*** Page excerpt

Individual beads may have a density in any suitable range, such as from about 0.05 g/cc to about 0.5 g/cc, including about 0.1 g/cc. Also, the beads have unique absorptions properties. For example, when placed in water, a bead of approximately 3 mm in diameter will absorb approximately 14% of its weight in water. However, when the bead is squeezed and then released in water, the bead will absorb up to about 350% its weight in water. These absorption properties demonstrate additional utility such as a delivery vehicle for substances such as fragrances, ointments, and other fluid compositions.

Polyurethanurea Foams

Non-spherical shapes can also be prepared, for example flat structures having a fairly uniform thickness from end to end and edge to edge. These foams retain the foam characteristics of the beads. Foam structures prepared from polyurethaneurea solutions take on, or retain, the shape of the vessel in which the polyurethaneurea solution is placed in. Foam structure can be made in limitless variety of shapes and sizes including, cups, bottles, and round flat Petri dish, among others. Similar to the beads, the foams are achieved by introducing water to a container including a polyurethaneurea solution. Additionally, the foam structure can be varied by the introduction of the water to only one surface of the polyurethaneurea solution in the container. For example the foam formed from polyurethaneurea solution in a petri dish where water is added to the top (open) of the solution forms a less dense to more dense foam from top to bottom (against the bottom of the glass petri dish).

******
*** Data supplied

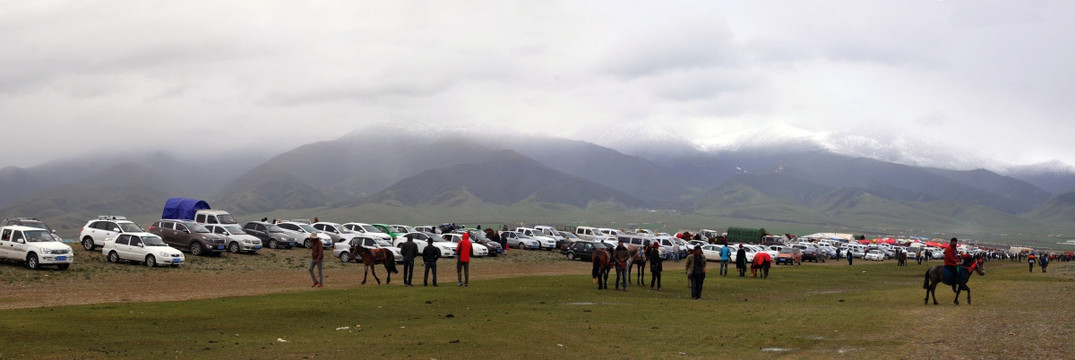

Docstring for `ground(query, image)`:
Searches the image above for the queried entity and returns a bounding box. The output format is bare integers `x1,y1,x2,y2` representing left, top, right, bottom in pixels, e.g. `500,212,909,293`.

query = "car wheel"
190,242,203,256
82,236,94,251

******

=== Task statement ===
Continue the passage on polyurethaneurea beads and foams, starting after its final sentence.

=== Answer to the task ===
The foam structures can be molded to a particular size or formed in larger structures that can be cut to an appropriate size. Depending on the use, the foams can have any desired dimensions. This includes substantially planar foams having thickness from about 1 mm to about 50 mm, including about 1 mm to about 5 mm, 1mm to about 3mm and 10mm to 20mm.

The density of the foams may also vary. The bulk polymer itself may have a density of about 0.975 to 1.3 g/cm³, while foams have been prepared that include densities from about 0.1 g/cm³ to about 1 g/cm³, including densities of about 0.3 g/cm³, 0.5 g/cm³, and 0.8 g/cm³. The foam density may be altered depending on the desired end use. Similar to the beads, the non-spherical foams may also include no visible pores at 500Ox magnification. However, salt (e.g., sodium chloride) may be added to the polyurethaneurea solution to create pores on the surface. If enough salt is added, it will create interconnecting pores that will go from the top surface to the bottom surface.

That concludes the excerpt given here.